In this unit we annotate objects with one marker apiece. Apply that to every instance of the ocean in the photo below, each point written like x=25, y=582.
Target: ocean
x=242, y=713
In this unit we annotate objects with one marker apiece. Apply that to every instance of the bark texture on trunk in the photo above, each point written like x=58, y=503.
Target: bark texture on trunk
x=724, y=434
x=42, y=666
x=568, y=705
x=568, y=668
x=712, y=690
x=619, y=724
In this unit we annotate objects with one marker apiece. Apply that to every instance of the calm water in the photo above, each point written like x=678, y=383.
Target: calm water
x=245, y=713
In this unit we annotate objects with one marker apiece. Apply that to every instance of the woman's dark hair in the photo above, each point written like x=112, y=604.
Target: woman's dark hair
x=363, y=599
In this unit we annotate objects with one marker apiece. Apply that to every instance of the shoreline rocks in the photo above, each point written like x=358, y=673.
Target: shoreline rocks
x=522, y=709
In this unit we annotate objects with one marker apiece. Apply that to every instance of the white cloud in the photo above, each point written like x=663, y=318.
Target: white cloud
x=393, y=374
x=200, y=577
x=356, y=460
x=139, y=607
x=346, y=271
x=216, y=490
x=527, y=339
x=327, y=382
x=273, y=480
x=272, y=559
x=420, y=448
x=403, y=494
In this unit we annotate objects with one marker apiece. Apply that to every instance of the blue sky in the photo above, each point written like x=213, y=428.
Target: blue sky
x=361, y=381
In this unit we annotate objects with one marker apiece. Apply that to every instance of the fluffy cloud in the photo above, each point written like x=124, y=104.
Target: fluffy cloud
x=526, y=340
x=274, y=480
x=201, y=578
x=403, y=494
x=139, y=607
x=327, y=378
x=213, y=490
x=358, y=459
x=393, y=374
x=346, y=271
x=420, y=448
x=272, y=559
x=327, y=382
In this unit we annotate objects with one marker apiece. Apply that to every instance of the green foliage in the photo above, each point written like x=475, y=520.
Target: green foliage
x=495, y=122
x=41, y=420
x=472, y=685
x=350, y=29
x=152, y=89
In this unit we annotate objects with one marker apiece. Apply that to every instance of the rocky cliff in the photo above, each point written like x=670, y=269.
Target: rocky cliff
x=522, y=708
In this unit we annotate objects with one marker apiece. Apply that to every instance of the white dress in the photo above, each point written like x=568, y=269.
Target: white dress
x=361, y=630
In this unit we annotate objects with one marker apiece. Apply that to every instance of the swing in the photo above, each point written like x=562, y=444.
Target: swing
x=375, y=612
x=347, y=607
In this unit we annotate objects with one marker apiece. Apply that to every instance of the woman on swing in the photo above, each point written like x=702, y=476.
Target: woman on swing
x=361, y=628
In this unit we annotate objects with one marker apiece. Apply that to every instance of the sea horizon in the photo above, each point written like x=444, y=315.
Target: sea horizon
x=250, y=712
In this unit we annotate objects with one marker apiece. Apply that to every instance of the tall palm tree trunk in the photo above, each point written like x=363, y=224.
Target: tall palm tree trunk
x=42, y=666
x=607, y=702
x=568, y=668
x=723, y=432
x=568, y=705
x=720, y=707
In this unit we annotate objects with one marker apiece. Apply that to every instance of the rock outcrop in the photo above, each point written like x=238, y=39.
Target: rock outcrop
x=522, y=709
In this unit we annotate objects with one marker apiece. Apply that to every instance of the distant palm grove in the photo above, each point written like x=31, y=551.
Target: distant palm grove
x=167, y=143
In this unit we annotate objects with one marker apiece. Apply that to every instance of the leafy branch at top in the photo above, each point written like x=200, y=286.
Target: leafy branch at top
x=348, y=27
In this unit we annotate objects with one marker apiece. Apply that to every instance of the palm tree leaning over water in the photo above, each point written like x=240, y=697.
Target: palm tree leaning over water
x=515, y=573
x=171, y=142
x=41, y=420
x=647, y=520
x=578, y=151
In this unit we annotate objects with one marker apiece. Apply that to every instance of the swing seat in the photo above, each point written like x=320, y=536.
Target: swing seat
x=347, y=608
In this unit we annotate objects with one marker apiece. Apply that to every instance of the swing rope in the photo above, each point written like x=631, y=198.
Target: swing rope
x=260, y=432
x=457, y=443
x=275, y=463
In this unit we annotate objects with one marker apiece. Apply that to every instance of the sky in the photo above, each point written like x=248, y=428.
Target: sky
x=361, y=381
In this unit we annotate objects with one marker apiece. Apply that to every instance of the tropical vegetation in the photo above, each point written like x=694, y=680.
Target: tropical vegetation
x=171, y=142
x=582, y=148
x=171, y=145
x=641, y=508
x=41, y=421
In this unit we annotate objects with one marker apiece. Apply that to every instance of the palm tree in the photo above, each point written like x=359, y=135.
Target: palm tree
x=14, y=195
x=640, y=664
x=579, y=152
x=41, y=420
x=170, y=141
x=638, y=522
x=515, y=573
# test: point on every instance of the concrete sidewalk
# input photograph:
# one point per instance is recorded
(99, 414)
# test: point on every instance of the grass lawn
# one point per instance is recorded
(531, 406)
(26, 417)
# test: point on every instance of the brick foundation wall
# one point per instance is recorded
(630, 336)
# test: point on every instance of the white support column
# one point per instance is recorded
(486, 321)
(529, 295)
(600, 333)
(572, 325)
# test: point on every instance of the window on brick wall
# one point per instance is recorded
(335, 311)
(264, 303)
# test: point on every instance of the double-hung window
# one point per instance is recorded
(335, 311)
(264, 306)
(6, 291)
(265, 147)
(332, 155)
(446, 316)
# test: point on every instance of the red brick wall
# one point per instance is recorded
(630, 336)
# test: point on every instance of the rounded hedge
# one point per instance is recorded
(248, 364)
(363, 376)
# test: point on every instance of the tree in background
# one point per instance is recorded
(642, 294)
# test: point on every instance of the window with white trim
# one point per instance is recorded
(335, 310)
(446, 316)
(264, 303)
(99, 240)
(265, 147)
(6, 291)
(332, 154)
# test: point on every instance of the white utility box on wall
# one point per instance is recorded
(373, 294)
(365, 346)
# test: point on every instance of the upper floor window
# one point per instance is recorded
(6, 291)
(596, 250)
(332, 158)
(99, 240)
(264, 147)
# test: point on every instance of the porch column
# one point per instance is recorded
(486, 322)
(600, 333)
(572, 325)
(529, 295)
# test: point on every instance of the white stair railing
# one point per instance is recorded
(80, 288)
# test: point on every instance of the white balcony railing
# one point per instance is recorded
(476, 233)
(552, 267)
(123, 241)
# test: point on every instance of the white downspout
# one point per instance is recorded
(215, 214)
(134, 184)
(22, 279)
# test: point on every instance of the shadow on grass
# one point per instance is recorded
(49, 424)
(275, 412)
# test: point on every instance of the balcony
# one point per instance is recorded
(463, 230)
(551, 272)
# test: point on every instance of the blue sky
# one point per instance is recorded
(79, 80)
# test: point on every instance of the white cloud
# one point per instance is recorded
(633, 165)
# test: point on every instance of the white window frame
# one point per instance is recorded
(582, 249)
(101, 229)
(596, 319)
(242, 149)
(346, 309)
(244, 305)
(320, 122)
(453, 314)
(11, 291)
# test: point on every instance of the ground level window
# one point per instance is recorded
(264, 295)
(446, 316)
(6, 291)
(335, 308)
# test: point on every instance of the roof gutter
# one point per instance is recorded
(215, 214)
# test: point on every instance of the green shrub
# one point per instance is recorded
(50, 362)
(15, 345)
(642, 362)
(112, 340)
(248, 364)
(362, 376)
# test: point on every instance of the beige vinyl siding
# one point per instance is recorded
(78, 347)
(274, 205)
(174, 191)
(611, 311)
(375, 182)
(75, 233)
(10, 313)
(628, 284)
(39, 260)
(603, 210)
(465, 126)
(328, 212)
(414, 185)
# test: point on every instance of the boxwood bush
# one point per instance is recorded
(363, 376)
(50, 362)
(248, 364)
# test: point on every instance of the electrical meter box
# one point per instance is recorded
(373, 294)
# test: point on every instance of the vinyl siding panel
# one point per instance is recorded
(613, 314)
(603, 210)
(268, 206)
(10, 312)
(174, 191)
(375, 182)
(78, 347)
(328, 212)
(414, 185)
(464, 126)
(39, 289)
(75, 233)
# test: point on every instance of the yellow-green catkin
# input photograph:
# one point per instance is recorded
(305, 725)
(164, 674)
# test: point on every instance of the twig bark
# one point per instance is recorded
###
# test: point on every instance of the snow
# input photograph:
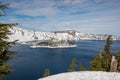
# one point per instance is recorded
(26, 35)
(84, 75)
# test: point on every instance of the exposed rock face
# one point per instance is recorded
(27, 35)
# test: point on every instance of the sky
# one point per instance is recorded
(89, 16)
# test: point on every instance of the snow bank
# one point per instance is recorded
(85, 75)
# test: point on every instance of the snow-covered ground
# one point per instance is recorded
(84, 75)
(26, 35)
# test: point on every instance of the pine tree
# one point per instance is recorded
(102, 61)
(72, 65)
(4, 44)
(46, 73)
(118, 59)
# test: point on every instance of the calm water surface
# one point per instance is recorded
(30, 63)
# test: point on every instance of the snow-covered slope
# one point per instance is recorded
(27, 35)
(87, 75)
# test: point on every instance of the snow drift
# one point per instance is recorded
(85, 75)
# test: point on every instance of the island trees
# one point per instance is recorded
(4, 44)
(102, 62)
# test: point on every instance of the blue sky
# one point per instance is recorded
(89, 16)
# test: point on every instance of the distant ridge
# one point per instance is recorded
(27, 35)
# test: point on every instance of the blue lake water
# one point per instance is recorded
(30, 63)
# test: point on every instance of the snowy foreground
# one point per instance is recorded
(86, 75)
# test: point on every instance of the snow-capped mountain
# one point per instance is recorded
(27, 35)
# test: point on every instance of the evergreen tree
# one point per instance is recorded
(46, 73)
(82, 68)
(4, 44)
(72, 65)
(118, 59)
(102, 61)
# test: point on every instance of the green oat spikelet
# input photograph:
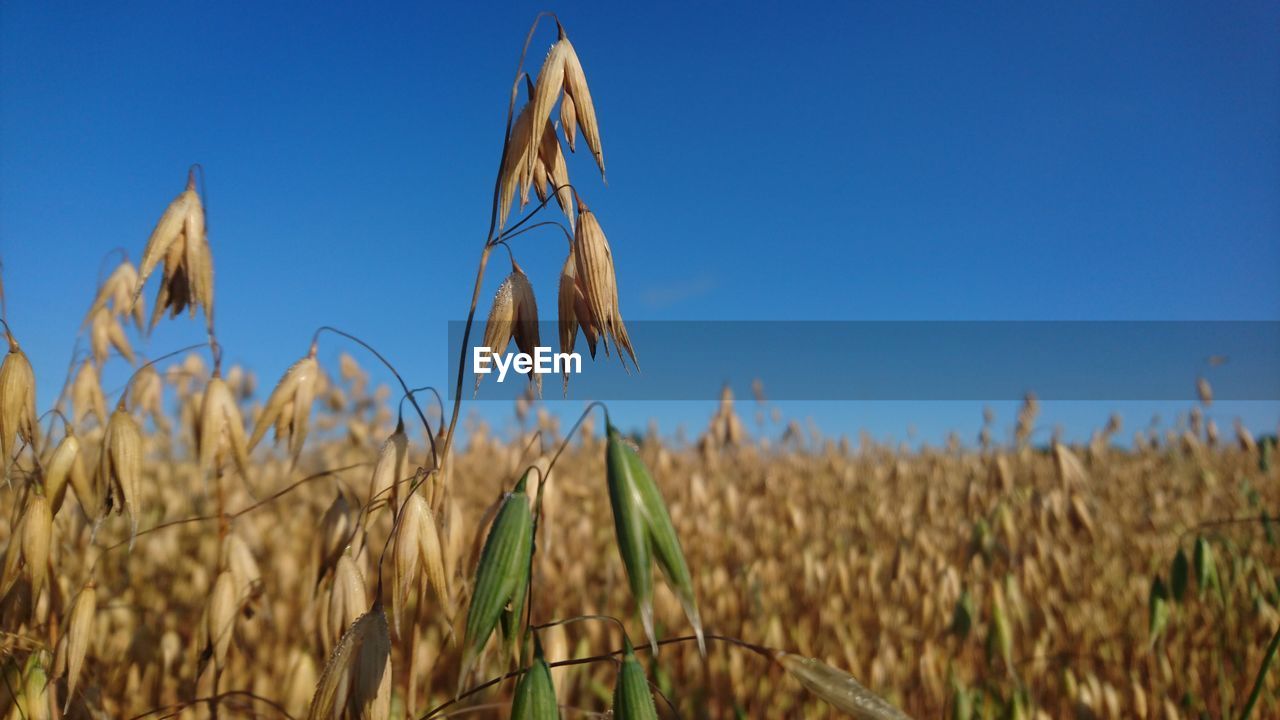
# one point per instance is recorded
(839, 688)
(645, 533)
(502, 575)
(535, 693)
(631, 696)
###
Your goal:
Using the entries above, give the number of lines that carry the string "brick", without anything else.

Exercise response:
3